**What this task involves**
Would you copy all lines in the data that contain the word "when"?
─── Data section
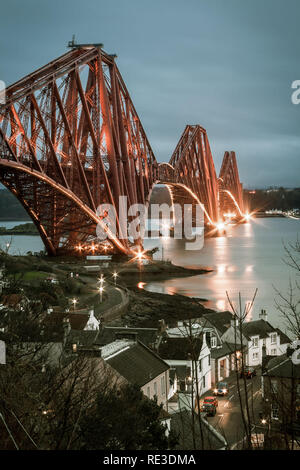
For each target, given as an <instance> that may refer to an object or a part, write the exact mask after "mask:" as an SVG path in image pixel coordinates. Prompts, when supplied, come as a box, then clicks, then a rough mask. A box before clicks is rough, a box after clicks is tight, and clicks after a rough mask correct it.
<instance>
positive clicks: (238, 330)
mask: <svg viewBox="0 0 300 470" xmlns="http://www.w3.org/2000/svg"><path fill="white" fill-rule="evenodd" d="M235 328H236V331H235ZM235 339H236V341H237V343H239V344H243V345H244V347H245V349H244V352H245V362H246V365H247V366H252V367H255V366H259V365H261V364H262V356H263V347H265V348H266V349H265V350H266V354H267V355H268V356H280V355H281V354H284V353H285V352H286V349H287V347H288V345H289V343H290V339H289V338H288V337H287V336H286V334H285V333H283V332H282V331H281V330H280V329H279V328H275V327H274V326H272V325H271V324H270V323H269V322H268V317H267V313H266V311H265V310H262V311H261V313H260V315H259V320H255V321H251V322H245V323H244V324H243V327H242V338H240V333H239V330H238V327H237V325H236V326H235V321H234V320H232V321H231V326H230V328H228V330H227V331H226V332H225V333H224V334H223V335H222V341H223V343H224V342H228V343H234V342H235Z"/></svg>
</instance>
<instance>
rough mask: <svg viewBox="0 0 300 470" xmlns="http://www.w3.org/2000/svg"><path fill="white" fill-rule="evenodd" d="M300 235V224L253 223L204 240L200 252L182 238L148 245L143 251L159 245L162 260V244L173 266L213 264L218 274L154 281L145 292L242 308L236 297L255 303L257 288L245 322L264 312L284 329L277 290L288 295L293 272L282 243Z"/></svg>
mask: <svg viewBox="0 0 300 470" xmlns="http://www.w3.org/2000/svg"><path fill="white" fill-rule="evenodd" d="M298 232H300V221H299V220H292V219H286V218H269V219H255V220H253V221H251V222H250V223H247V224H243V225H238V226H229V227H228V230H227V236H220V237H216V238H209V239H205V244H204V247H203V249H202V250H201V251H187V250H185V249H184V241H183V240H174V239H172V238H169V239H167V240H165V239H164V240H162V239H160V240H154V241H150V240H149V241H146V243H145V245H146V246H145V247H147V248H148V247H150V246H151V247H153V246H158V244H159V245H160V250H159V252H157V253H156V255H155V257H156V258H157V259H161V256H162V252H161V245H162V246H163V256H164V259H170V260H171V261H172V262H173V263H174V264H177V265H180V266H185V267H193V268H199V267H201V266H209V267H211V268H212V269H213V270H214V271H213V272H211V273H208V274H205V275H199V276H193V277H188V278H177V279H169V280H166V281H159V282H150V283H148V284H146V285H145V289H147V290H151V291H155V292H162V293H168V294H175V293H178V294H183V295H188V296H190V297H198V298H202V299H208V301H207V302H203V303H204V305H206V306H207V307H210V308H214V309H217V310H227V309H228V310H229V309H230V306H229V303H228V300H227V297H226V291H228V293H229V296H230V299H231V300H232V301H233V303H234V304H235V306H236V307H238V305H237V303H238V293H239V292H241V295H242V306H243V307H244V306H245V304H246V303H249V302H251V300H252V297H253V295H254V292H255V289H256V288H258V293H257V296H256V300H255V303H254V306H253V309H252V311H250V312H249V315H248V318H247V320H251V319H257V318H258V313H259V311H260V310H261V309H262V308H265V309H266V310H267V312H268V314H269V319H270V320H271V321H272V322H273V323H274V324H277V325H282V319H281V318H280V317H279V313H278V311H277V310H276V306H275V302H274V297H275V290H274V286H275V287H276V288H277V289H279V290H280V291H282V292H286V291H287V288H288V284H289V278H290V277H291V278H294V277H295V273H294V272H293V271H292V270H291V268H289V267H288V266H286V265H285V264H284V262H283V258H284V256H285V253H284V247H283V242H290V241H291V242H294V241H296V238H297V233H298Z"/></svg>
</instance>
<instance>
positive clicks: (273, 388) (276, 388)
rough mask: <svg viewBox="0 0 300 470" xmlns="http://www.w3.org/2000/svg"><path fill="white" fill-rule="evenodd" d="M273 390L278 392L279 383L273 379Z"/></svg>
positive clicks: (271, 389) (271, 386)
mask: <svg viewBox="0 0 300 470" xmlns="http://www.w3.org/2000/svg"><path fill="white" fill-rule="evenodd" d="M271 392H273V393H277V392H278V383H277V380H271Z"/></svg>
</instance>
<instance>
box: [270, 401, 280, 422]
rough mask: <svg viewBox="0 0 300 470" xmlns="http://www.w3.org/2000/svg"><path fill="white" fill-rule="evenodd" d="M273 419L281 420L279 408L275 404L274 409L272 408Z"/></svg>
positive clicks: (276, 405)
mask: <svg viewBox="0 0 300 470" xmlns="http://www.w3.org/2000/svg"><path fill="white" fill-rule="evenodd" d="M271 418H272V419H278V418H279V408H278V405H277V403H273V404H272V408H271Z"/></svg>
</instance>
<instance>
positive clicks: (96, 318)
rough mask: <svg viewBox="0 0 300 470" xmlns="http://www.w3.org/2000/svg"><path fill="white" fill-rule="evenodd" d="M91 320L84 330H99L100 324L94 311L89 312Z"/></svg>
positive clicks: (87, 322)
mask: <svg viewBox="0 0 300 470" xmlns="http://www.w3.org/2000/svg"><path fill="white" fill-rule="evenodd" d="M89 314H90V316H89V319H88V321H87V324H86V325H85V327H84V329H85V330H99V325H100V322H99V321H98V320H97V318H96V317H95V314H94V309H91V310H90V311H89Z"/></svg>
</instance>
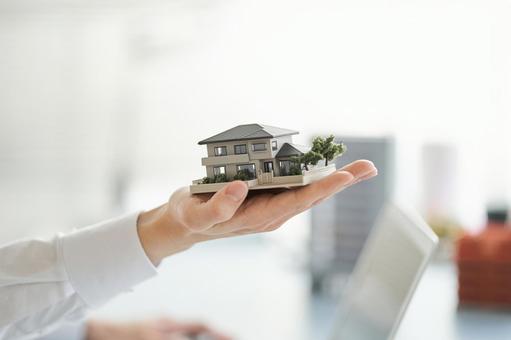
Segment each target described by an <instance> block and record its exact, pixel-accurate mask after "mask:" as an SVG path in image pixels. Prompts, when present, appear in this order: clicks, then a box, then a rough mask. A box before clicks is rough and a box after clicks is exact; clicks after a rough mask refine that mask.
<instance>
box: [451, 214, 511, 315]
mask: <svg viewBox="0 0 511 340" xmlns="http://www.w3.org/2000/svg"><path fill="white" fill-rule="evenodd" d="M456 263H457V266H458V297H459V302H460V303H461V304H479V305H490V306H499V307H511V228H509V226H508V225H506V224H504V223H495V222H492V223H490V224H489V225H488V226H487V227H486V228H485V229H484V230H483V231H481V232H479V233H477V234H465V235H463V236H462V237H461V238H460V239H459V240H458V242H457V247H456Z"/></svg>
──────
**Reply to the exercise**
For each target, given as an <instance> that may refer to an object or a part, write the exact mask after "mask:" as an SVG path in image pixel coordinates. Prompts, when supplied, come as a box, then clicks, then a rough mask. A box before clicks is rough, a box after clicks is tight, and clicks after a rough mask correct it.
Segment each target described by an <instance> block and record its exact, pixel-accurate mask after "mask:" as an SVG path in image pixels. Prompts, when present, appear in this order: clicks, then a box, then a rough mask. A box before clicks is rough and a box after clicks is exact; clicks after a rough mask refine that mask.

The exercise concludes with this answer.